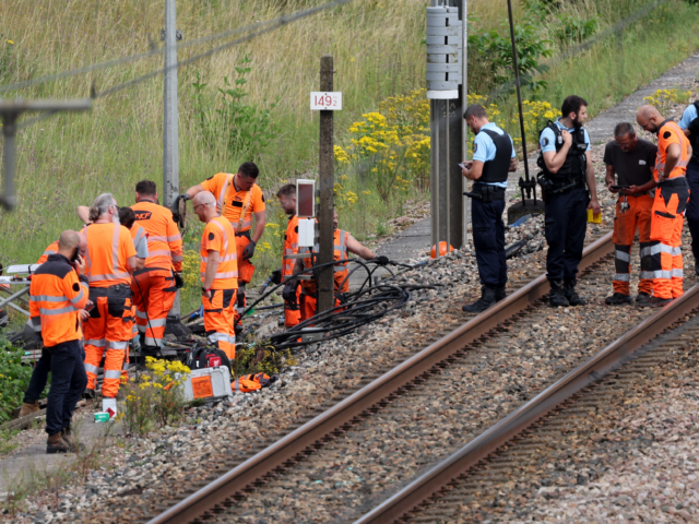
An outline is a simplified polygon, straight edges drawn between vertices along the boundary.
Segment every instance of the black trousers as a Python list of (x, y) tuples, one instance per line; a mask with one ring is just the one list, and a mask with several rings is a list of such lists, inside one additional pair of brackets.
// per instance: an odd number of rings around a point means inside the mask
[(507, 283), (503, 211), (503, 200), (487, 204), (477, 199), (471, 201), (473, 246), (476, 248), (478, 276), (482, 285), (493, 288), (502, 287)]
[(572, 281), (578, 274), (588, 230), (589, 203), (585, 188), (548, 196), (545, 209), (546, 276), (552, 281)]
[(87, 385), (87, 373), (80, 341), (63, 342), (48, 349), (51, 352), (51, 388), (46, 406), (46, 432), (56, 434), (69, 427), (75, 404)]

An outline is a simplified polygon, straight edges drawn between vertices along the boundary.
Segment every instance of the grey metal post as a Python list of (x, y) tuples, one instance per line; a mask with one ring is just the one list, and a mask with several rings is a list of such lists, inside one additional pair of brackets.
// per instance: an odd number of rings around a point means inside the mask
[(14, 176), (16, 148), (15, 136), (17, 131), (16, 121), (20, 115), (26, 111), (84, 111), (92, 107), (90, 98), (79, 98), (74, 100), (3, 100), (0, 98), (0, 118), (2, 118), (3, 165), (4, 165), (4, 194), (0, 195), (0, 206), (12, 211), (17, 199), (14, 192)]
[[(333, 90), (332, 56), (324, 55), (320, 59), (320, 91)], [(318, 264), (333, 261), (333, 111), (320, 111), (320, 140), (318, 172), (320, 176), (320, 209), (318, 211), (318, 226), (320, 233), (320, 252)], [(328, 311), (334, 307), (335, 279), (332, 265), (322, 267), (318, 272), (318, 312)]]
[[(179, 133), (177, 111), (176, 0), (165, 0), (165, 93), (163, 97), (163, 203), (170, 207), (179, 194)], [(180, 294), (168, 317), (179, 319)]]

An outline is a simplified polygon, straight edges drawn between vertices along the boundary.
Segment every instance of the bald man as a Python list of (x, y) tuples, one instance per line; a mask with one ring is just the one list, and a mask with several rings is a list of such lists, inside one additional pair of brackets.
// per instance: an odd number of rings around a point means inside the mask
[(657, 155), (653, 180), (631, 191), (657, 186), (651, 214), (651, 237), (641, 246), (641, 257), (650, 254), (650, 267), (641, 267), (641, 278), (653, 279), (653, 296), (641, 306), (659, 307), (680, 297), (683, 290), (682, 229), (689, 202), (687, 164), (691, 146), (677, 123), (666, 120), (653, 106), (643, 106), (636, 121), (645, 131), (657, 134)]

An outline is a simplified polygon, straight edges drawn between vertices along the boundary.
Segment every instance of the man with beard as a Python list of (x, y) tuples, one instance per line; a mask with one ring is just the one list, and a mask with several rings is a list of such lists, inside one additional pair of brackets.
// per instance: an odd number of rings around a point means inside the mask
[(590, 135), (582, 127), (587, 118), (588, 103), (571, 95), (564, 100), (561, 117), (549, 121), (538, 139), (537, 165), (543, 171), (540, 183), (546, 203), (546, 276), (553, 307), (585, 305), (576, 293), (576, 275), (588, 228), (587, 210), (600, 214), (594, 169), (588, 154)]
[(636, 121), (645, 131), (657, 134), (654, 180), (631, 189), (648, 191), (657, 186), (651, 213), (650, 242), (643, 251), (650, 254), (650, 271), (641, 278), (653, 279), (653, 297), (641, 306), (659, 307), (683, 295), (682, 228), (689, 201), (687, 164), (691, 145), (677, 123), (665, 120), (653, 106), (641, 107)]

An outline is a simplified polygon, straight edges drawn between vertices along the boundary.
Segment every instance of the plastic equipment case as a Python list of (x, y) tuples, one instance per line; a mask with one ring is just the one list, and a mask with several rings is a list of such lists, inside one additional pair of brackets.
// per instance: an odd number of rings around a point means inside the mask
[(233, 396), (230, 371), (226, 366), (192, 369), (183, 385), (188, 401)]

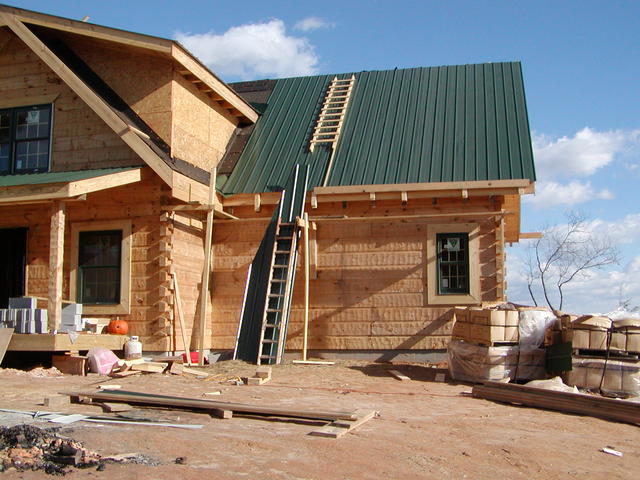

* * * *

▸ **What is asked**: Write out the items above again, switching every "simplified polygon" to "reduced polygon" and changing nothing else. Leave out the pictures.

▸ **Exercise answer**:
An outline is a reduced polygon, straight edges drawn between vertices along the boundary.
Segment every instance of the black trousers as a Python list of (x, y) tuples, one instance per line; a mask with one ring is just the one list, and a mask with several rings is a list of such lists, inside one additional pair of brackets.
// per instance: an odd number of rings around a point means inside the mask
[(507, 283), (503, 211), (503, 200), (487, 204), (477, 199), (471, 201), (473, 246), (476, 248), (478, 276), (482, 285), (493, 288), (502, 287)]
[(572, 281), (578, 274), (588, 230), (589, 203), (585, 188), (548, 196), (545, 209), (546, 276), (552, 281)]
[(87, 385), (87, 373), (80, 341), (63, 342), (48, 349), (51, 352), (51, 388), (46, 406), (46, 432), (56, 434), (69, 427), (75, 404)]

An outline is a reduced polygon, straight edges drawn between vertices along the boundary.
Segment every instance of the grey metal post as a Python list of (x, y) tuples, one instance per line; a mask with one ring is just the one list, and a mask with several rings is a list of such lists, inside one additional pair of brackets.
// per instance: an odd number of rings around a point means inside the mask
[(14, 176), (16, 148), (15, 136), (17, 131), (16, 121), (20, 115), (26, 111), (84, 111), (92, 107), (90, 98), (79, 98), (74, 100), (3, 100), (0, 98), (0, 118), (2, 118), (3, 165), (4, 165), (4, 194), (0, 195), (0, 206), (12, 211), (17, 199), (14, 192)]
[[(333, 90), (332, 56), (324, 55), (320, 59), (320, 91)], [(318, 264), (333, 261), (333, 111), (320, 111), (320, 140), (318, 172), (320, 176), (320, 209), (318, 211), (318, 226), (320, 233), (320, 252)], [(328, 311), (334, 307), (335, 279), (332, 265), (322, 267), (318, 272), (318, 312)]]
[[(179, 133), (177, 111), (176, 0), (165, 0), (165, 93), (163, 97), (163, 203), (170, 207), (179, 194)], [(180, 294), (168, 317), (179, 319)]]

An outline is a reduced polygon, straight edges drawn between vertices along the boundary.
Segment every instance of the bald man as a Python list of (x, y) tuples, one instance per line; a mask with one ring is just the one list, and a mask with several rings is a list of such lists, inside one additional pair of brackets.
// per instance: an odd number of rings around a point means inside the mask
[(657, 155), (653, 180), (631, 191), (657, 186), (651, 214), (651, 237), (641, 246), (641, 257), (650, 254), (650, 267), (641, 267), (641, 278), (653, 279), (653, 296), (641, 306), (659, 307), (680, 297), (683, 290), (682, 229), (689, 202), (687, 164), (691, 146), (677, 123), (666, 120), (653, 106), (643, 106), (636, 121), (645, 131), (657, 134)]

An outline is a reduced polygon, straight edges drawn between vertices along the boundary.
Segment every instance of the man with beard as a Python list of (x, y) tuples, one instance per line; a mask with one ring is just the one list, and a mask with several rings is a list of such lists, inside one additional pair of brackets.
// per instance: an odd number of rings around a point means inside the mask
[(590, 135), (582, 127), (587, 118), (588, 103), (571, 95), (564, 100), (561, 117), (549, 121), (538, 139), (537, 165), (543, 171), (540, 183), (546, 203), (546, 276), (553, 307), (585, 305), (576, 293), (576, 275), (588, 228), (587, 210), (600, 214), (594, 169), (588, 154)]
[(636, 121), (645, 131), (657, 134), (654, 180), (631, 189), (648, 191), (657, 186), (651, 213), (650, 242), (643, 251), (650, 254), (650, 271), (641, 278), (653, 279), (653, 297), (641, 306), (659, 307), (683, 295), (682, 228), (689, 201), (687, 164), (691, 145), (677, 123), (665, 120), (653, 106), (641, 107)]

An outline is a reduced polygon, straight edges drawn between vertices along the boundary.
Segment every instance of the plastic equipment case as a Python list of (x, y) tuples, one instance per line; a mask with one ring is just the one list, and a mask with several rings is a list of such lists, inside one additional pair of brackets.
// per instance: an odd number of rings around a point means inside the mask
[(233, 396), (230, 371), (226, 366), (192, 369), (183, 385), (188, 401)]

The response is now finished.